- **STATED EXERCISE**
Rewrite the entries from their start through the line containing "x=743 y=329", both ends included, with each request left unchanged. In the answers, scale every x and y coordinate by 1.3 and round to a whole number, with halves rounding up.

- **Dataset excerpt**

☆ ☆ ☆ ☆

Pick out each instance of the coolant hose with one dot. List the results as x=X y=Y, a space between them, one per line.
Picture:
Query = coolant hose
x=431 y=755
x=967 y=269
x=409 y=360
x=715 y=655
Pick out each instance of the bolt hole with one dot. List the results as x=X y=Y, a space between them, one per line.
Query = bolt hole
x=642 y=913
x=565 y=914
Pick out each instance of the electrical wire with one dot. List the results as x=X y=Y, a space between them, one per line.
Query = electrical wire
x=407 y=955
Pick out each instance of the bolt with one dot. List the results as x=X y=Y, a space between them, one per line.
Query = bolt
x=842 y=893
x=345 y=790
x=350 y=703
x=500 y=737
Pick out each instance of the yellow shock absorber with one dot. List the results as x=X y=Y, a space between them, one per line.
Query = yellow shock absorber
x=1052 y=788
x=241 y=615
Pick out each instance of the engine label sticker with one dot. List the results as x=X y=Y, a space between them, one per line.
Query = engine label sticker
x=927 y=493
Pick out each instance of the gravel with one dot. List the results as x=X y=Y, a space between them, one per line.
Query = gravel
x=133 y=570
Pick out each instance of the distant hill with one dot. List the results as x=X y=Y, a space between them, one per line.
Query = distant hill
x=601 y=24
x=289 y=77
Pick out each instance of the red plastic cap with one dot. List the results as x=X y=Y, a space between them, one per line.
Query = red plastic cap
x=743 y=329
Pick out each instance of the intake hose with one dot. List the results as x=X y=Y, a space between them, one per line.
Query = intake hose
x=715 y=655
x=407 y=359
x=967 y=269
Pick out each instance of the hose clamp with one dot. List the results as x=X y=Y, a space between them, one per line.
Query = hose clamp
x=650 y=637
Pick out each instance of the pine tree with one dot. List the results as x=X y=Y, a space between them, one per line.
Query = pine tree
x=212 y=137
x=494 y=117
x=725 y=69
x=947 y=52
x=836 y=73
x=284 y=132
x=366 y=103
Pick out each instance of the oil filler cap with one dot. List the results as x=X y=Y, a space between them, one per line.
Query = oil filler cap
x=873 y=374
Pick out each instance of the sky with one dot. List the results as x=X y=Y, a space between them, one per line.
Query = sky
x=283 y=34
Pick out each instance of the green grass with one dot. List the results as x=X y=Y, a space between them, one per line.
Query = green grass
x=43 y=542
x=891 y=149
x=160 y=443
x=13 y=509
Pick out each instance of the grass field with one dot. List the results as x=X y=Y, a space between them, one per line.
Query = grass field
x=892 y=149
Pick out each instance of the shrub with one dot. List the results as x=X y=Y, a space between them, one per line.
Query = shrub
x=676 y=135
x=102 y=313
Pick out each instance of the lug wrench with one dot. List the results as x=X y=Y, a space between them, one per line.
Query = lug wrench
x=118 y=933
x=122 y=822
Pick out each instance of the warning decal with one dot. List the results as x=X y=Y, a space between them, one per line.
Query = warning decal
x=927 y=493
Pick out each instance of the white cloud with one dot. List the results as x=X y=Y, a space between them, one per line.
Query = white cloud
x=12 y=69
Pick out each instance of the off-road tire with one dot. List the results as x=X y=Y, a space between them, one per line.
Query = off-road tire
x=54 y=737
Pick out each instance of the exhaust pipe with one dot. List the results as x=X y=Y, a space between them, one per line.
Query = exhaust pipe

☆ ☆ ☆ ☆

- **SOLUTION TO THIS TASK**
Pick out each instance of the coolant hose with one dot. List the results as x=X y=Y, a space between them, one per line.
Picture:
Query = coolant hose
x=560 y=982
x=1257 y=350
x=532 y=468
x=930 y=852
Pick out each instance of the bolt hole with one dot. List the results as x=X y=Y, a space between them, one per line.
Query = bolt hole
x=835 y=1187
x=735 y=1188
Pick out each instance of the electrical wire with one dot. List the results as x=X y=Y, a space between them, one per line.
Query = electrical wire
x=529 y=1242
Pick out each instance of the bolt with one dot. List the results as x=X y=Y, a space between them, one per line.
Query = bolt
x=1095 y=1161
x=449 y=1027
x=455 y=914
x=650 y=958
Pick out each instance of the yellow shock absorber with one dot. List the results as x=X y=Y, a space between them, one per line.
Query = yellow shock absorber
x=1368 y=1024
x=313 y=800
Pick out each instance of the engine label sticker with one dot. List the results as x=X y=Y, a space between them, one per line.
Query = engine label sticker
x=1205 y=641
Pick out each instance of the gravel with one dot. List the results as x=X y=Y, a space between them, one per line.
Query = gravel
x=173 y=741
Pick out each instance of the distant hill with one dot. List the results as x=X y=Y, a space between them, one per line.
Query = distant hill
x=781 y=31
x=376 y=100
Pick out each instance of the red plastic cap with one dot. List the results as x=X y=Y, a space between them, one per line.
Query = red plastic cap
x=966 y=428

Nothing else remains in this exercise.